Given text
.....

TexanFeller 9 months ago

One must understand what a good underlying implementation looks like to expose a good interface, it's easy to implicitly bake stupid implementations into an interface that cannot be fixed by just changing the implementation. The example that comes to mind is sorting and paging behavior. Junior devs, and many seniors that should know better by now, OFTEN start with requests that use some variant of limit/offset parameters for paging which leads to terrible performance issues and anomalous behavior. How paging works efficiently and what sorting options can be supported with good performance is inherently coupled to the shape of your data and your choice of datastore. People that haven't been through this exercise at a lower layer have little chance of shaping the higher level interface appropriately unless they put work into the implementation up front.
- immibis 9 months ago
  
  Another example is synchronous vs asynchronous I/O.

.....

Task requirements
Answer these questions about the forum thread above:
(a) Which example comes to mind for the first commenter?
(b) According to the first comment, what two things is efficient paging inherently coupled to?
(c) What other example does the reply give?

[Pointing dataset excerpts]
.....

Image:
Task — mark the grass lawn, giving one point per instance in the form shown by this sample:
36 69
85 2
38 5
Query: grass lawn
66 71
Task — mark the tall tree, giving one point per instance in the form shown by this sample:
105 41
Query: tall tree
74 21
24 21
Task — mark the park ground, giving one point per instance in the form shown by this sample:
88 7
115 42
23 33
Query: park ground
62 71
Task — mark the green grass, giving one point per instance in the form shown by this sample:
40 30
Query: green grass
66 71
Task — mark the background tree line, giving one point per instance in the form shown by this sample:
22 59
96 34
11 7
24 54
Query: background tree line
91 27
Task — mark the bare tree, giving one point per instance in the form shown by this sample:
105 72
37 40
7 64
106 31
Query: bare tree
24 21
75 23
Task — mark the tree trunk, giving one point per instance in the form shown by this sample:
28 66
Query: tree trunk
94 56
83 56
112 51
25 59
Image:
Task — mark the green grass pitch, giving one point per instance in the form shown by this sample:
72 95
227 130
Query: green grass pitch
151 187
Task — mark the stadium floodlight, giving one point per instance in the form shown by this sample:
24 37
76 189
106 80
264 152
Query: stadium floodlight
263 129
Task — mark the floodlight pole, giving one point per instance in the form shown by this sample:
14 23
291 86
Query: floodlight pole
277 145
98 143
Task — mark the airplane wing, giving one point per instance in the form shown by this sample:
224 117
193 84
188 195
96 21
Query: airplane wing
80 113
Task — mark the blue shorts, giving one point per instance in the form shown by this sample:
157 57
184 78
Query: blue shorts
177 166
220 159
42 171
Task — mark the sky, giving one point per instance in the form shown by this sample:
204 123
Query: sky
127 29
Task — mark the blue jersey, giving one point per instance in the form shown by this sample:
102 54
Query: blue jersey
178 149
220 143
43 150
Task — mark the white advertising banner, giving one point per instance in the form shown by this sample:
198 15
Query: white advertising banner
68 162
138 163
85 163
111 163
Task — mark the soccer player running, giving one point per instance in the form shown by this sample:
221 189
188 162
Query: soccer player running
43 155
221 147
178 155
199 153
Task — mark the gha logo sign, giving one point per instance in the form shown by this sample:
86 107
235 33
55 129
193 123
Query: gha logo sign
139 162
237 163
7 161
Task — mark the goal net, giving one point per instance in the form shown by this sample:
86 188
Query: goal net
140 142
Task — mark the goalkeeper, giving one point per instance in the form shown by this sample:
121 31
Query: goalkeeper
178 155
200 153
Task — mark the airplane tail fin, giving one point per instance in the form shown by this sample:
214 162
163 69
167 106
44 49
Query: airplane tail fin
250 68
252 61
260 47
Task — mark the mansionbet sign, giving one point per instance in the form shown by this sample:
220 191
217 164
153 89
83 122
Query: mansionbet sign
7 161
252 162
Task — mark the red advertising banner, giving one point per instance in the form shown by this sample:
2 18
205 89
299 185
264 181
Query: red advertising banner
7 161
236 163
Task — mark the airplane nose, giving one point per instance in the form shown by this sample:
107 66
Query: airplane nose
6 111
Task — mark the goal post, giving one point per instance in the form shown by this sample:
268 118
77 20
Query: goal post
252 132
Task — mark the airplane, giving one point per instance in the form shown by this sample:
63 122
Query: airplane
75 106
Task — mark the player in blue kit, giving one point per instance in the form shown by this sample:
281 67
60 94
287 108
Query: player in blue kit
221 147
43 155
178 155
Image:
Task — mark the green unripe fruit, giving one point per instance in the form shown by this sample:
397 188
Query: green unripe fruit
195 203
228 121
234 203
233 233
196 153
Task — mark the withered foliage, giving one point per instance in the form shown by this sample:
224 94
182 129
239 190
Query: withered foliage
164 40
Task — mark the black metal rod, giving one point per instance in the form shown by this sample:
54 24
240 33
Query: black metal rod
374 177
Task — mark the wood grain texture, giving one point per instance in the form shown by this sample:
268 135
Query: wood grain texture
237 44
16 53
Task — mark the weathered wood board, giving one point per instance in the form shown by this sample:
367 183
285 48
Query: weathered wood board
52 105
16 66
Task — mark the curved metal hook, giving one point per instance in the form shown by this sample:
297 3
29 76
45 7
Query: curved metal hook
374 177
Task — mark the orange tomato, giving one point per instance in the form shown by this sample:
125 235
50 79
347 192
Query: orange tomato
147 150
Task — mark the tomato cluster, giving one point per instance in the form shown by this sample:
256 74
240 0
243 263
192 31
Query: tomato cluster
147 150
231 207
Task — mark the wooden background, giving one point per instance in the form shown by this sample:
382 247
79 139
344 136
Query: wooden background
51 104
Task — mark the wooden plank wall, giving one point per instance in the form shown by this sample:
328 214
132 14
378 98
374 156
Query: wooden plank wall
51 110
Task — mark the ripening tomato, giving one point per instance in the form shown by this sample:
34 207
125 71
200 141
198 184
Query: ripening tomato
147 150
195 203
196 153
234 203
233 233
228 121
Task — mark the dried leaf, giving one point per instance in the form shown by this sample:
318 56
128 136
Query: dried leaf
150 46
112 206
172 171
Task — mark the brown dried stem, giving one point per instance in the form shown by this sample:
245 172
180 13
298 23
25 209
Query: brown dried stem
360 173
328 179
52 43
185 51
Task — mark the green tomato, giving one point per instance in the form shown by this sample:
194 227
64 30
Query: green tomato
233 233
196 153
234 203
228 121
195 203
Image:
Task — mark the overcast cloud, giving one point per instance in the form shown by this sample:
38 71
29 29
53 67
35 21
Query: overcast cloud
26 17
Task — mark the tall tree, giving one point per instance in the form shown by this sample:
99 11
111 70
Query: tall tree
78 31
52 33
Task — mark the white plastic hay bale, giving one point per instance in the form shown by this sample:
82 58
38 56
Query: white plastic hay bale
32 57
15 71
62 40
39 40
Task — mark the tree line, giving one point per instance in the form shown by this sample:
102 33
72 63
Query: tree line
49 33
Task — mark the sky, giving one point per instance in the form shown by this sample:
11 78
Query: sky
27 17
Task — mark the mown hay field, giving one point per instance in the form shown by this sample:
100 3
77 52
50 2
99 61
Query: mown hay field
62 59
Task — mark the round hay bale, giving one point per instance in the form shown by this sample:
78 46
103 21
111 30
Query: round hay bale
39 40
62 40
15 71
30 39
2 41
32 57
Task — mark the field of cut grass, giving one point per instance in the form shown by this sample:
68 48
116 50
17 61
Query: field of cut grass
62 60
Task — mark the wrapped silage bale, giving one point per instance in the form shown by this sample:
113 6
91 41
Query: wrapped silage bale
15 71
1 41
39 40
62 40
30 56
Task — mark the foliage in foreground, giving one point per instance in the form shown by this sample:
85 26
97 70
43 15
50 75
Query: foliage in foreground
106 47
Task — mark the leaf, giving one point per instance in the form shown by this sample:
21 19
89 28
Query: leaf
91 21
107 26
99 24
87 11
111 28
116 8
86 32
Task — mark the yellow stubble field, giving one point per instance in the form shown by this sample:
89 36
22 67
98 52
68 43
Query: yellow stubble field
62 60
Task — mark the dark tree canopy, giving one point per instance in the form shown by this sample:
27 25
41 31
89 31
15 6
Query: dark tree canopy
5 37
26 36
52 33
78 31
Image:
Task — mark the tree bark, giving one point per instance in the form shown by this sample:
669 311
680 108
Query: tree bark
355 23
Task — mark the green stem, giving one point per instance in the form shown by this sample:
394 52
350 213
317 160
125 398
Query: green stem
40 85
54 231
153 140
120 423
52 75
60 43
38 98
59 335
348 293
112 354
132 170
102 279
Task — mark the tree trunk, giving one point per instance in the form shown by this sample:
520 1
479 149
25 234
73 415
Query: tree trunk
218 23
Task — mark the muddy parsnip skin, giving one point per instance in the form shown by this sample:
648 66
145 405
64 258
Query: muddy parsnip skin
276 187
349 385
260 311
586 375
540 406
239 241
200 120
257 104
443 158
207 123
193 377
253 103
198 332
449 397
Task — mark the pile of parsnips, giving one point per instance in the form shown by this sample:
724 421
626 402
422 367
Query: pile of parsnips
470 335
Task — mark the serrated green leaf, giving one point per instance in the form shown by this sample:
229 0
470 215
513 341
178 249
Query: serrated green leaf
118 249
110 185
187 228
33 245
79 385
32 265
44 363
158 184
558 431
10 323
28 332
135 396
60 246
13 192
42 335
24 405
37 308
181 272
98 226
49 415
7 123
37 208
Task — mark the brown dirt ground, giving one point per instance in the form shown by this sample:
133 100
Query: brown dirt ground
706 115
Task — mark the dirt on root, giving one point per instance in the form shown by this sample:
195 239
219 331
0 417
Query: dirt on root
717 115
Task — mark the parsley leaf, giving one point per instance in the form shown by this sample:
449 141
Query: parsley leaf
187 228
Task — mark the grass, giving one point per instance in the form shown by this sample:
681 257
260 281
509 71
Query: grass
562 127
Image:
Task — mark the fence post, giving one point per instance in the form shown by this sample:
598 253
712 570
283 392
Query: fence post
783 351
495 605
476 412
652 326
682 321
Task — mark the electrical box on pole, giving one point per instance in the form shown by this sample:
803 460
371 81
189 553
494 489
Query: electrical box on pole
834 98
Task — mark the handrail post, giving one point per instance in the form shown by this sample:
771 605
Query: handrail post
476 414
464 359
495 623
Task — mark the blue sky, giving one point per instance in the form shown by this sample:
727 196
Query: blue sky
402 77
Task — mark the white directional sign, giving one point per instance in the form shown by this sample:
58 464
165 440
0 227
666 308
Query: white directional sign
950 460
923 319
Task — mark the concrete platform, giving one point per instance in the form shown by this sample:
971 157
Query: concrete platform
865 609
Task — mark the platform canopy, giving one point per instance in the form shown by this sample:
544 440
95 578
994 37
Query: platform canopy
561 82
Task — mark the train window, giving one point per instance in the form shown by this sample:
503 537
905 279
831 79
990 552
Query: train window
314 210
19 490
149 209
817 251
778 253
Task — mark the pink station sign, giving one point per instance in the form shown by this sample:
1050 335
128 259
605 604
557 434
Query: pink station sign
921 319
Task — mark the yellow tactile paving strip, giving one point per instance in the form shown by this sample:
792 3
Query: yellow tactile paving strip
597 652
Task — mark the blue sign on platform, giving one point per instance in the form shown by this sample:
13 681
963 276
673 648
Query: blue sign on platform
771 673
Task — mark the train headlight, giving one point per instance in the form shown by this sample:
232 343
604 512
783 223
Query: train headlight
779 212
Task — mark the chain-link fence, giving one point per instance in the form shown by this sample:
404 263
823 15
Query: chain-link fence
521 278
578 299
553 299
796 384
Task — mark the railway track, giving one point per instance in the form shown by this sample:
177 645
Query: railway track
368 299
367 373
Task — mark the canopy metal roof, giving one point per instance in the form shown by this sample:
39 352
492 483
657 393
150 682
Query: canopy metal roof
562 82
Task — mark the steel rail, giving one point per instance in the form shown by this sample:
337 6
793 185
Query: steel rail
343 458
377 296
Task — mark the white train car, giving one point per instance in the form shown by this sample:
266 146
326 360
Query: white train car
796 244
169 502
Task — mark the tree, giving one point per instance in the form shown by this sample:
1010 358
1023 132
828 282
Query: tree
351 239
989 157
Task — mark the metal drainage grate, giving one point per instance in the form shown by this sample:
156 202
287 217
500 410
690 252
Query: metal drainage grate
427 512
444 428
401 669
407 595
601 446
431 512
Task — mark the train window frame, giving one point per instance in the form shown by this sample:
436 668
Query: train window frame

.....

The output
(a) Sorting and paging behavior.
(b) The shape of your data and your choice of datastore.
(c) Synchronous vs asynchronous I/O.